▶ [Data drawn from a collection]
[BEGIN]
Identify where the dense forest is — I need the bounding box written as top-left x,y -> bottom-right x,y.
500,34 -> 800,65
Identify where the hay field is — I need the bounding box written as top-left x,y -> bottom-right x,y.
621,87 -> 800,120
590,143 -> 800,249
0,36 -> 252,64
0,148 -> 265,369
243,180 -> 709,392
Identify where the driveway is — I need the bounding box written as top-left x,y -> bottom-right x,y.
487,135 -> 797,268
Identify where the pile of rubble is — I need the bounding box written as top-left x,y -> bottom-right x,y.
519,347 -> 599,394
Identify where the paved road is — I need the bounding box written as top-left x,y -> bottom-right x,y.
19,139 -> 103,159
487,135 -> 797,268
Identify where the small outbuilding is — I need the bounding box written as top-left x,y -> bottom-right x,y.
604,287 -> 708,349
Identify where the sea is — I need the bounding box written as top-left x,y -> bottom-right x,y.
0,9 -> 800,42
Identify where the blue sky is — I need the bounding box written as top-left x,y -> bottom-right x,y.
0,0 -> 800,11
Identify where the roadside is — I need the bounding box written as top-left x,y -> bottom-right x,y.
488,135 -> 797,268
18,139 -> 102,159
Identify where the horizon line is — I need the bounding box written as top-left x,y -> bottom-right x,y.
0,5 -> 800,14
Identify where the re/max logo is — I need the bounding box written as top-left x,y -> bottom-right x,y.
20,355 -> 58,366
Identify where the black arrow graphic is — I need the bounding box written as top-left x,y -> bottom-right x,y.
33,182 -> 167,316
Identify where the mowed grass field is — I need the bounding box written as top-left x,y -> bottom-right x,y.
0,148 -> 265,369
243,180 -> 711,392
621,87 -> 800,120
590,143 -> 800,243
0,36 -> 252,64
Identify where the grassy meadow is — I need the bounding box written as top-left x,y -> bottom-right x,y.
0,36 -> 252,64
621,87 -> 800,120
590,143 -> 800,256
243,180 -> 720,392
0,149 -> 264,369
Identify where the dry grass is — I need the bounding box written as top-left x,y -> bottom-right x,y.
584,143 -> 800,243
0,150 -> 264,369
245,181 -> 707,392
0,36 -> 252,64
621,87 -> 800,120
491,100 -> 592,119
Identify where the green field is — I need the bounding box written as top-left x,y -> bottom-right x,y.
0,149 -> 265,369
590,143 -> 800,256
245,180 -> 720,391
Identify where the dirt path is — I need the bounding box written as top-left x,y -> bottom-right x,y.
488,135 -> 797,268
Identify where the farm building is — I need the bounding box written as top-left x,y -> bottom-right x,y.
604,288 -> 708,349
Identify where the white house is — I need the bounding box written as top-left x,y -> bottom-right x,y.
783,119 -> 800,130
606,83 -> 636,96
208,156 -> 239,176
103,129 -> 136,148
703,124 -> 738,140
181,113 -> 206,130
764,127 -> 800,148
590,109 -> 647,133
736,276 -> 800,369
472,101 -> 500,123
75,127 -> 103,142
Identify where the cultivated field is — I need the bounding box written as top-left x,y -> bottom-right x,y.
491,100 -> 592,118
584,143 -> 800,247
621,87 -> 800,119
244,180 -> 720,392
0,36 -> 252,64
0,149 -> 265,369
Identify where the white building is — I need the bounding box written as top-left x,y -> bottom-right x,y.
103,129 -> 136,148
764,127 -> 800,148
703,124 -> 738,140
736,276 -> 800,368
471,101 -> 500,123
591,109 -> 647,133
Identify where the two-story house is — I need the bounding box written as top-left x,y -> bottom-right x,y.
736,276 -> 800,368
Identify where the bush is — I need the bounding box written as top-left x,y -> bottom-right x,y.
[END]
▶ [What is expected] Rewrite the part of the listing that starts with the line containing "Identify where the small" and runs through the line containing "33,182 -> 167,316" as a numbered list, omitting any blank lines. Include only those lines.

▶ [Solved problem]
1. Identify where the small outbuilding is — I need the bounding box written as top-left x,y -> bottom-right x,y.
2. 604,287 -> 708,349
3. Identify where the sea is — I need the bounding box written as top-left x,y -> bottom-right x,y.
4. 0,9 -> 800,42
5. Identify where the blue sky is — I need the bounding box written as top-left x,y -> bottom-right x,y.
6. 0,0 -> 800,11
7. Identify where the roadside is — I need the bounding box written as top-left x,y -> bottom-right x,y.
8. 488,135 -> 797,268
9. 18,139 -> 102,159
10. Identify where the horizon line is — I need the bounding box written as top-left x,y -> bottom-right x,y.
11. 0,5 -> 800,14
12. Identify where the re/max logo is — I need the bounding box written as top-left x,y -> bottom-right x,y.
13. 20,355 -> 58,366
14. Identify where the black arrow graphic is — I need the bounding box written as top-left x,y -> bottom-right x,y.
15. 33,182 -> 167,316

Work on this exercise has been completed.